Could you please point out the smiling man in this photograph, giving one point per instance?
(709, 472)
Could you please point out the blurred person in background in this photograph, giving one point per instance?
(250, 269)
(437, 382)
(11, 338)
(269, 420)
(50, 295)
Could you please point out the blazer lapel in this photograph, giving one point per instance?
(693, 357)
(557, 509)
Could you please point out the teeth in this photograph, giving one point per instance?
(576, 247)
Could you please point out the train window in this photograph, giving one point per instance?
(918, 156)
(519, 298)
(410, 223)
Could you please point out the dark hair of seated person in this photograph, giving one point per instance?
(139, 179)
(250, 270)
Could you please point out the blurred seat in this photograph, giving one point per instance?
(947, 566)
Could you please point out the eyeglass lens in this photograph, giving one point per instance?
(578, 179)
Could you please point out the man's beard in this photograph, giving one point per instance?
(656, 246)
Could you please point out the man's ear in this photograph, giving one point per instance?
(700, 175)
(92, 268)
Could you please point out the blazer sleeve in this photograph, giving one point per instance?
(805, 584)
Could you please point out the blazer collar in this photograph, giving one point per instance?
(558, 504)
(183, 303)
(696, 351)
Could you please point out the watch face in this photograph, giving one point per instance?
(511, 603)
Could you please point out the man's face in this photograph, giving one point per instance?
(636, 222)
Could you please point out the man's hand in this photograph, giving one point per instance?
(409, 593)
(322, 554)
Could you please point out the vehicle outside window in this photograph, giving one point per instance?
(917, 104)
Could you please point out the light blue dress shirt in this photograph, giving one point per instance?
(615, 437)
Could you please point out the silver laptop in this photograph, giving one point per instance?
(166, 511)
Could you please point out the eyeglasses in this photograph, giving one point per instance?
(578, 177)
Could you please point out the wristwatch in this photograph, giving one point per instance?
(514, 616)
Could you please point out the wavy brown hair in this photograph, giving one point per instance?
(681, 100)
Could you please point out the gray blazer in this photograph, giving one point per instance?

● ● ● ● ●

▶ [Task objective]
Each record above must be transcribed exactly, and none may be skipped.

▶ [Solution to the problem]
Could you please point out the smiling man in this photograph, giving one point per instance?
(709, 472)
Could you please point out the blurred person in background in this photograph, giving one point per instance?
(250, 269)
(437, 382)
(11, 338)
(269, 420)
(50, 295)
Could you please point out the blazer lapel in this photograph, giving one point per instance?
(693, 357)
(557, 509)
Could you please point out the teeth in this photograph, giving one point per instance?
(576, 247)
Could you please point out the train window in this photograph, giving one point per instance?
(918, 156)
(519, 298)
(410, 223)
Could you please point out the dark hair of seated person in this photograph, giving one point per instance?
(139, 179)
(250, 270)
Could you please point out the blurred seat in this photograph, giving one point per instance?
(947, 566)
Could you please point out the eyeglass lens in this photograph, giving one point per instance?
(578, 179)
Could you please point out the man's beard in this photograph, giving one point per instance?
(656, 246)
Could you please point out the man's ear in this photograph, giving one point per instance?
(700, 175)
(92, 268)
Could you please point out the blazer sleeve in this photograph, giving one point per instance?
(805, 584)
Could you please point out the blazer collar in this photograph, giving one point per instance?
(558, 504)
(183, 303)
(696, 351)
Could you please point out the watch face in this photograph, giving one point per instance?
(511, 603)
Could you please point out the man's face in this photograph, giving one point per instance?
(636, 222)
Could you please point out the man's hand in this photograph, giving one point per instance?
(409, 593)
(322, 554)
Could you please point out the vehicle outside window in this photograph, giving one point per instance?
(917, 104)
Could you please point out the light blue dress shirt in this photograph, giving one point per instance?
(615, 437)
Could you please point out the silver laptop in this photograph, giving one point per instance?
(166, 511)
Could you please point out the eyeglasses in this photograph, giving one point per instance?
(578, 177)
Could you please point out the wristwatch in this photograph, giving one point per instance?
(514, 616)
Could you please point out the wavy brown hair in this photograph, giving one point per instance?
(681, 100)
Could you please point out the gray blazer in this photograph, giving one point per instance?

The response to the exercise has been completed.